TEXT SHOWN:

# # # # # # #

WASHINGTON, D.C. -- Although fears of an immediate collapse of the euro are receding, most residents in bailout countries still do not put much faith in their financial institutions. So far, trust is returning only in Ireland. Irish confidence in their banks has nearly doubled since the country became the first in the eurozone to exit its $91 billion bailout program in December 2013. However, even Irish banks still have a long way to go before trust reaches the levels seen before the crisis.
Although Spain exited its bailout program shortly after Ireland in January 2014, Spaniards' trust in their banks so far shows no signs of recovery. In spring 2014, 9% of Spaniards expressed confidence in their financial institutions and banks. This public sentiment is in line with evaluations of many financial experts, such as Moody's, who see Irish banks in a stronger position compared with their Spanish counterparts. According to Moody's, Irish banks have the potential to show the most notable improvement over the remainder of 2014 and through 2015 thanks in part to higher economic growth in the country.
Portugal emerged from its international bailout in May 2014. However, data collection in Portugal took place between April and June, overlapping the country's exit. In 2014, 35% of Portuguese adults expressed confidence in their banks, slightly less than in 2013 (40%), but still far more than in neighboring Spain. Unlike the crises in Ireland, Spain, and Cyprus, Portugal's was primarily a sovereign debt crisis at the time rather than a banking crisis.

# # # # # # #

DATASET SECTION:
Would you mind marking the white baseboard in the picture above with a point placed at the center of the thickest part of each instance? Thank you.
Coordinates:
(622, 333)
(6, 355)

# # # # # # #

TASKS TO COMPLETE:
1 – According to the article on trust in banks in bailout countries, what percentage of Spaniards expressed confidence in their financial institutions and banks in spring 2014?
2 – Extend the article on trust in banks in bailout countries with a new paragraph that picks up after its last sentence.
The data is separate from the article on trust in banks in bailout countries.

RESULTS BY TASK:
1 – 9%

2 –
Meanwhile, trust in Cyprus' financial institutions has not improved significantly: In 2013, 11% of Cypriots expressed confidence vs. 16% this year. In Greece, confidence in banks remained stable at 19%.The two nations are still receiving disbursements from their bailout programs. However, as the threat of the region's debt crisis recedes, both have successfully returned to public debt markets.
Despite Recovery, Majority of Spaniards Rate Economic Conditions as Poor
With the end of the eurozone's 18-month-long recession in late 2013, economic optimism among residents of countries that received bailouts has risen. In all five countries, residents have become significantly less likely to view economic conditions as poor. Yet, there seems to be more relief than euphoria, with fewer than one in 10 Spaniards, Portuguese, Greeks, and Cypriots rating their country's economic conditions as good or excellent.
In Spain, however, nearly two in three adults (63%) continue to rate economic conditions in the country as poor. Considering that the official unemployment rate is still one of the highest in the developed world (24.5%), it is hardly surprising that few Spaniards are upbeat about their economy despite 0.6% GDP growth in the second quarter. In Ireland, where the economy is recovering at a much faster pace (2.7% GDP growth in the first quarter), 31% now rate economic conditions as good or excellent, up from 15% last year.
Among countries hit hardest by the eurozone crisis, the economic mood is the worst in Greece, with three-quarters of adults describing economic conditions as poor this summer. However, in early September, the Greek government announced its expectation to return to growth in the third quarter for the first time since 2008.
Enda Kenny's Government Restores Some Trust
Improving economic conditions that allowed Ireland to exit the European Union-International Money Fund bailout may have contributed to a small increase in confidence in the national government. More than one in three (37%) Irish say they are confident in their national government in 2014, up from 29% last year. Yet, confidence in the Irish government might have recovered more substantially if the Enda Kenny administration had not been implicated in a controversy over phone tapings, which made headlines shortly before the survey in March 2014.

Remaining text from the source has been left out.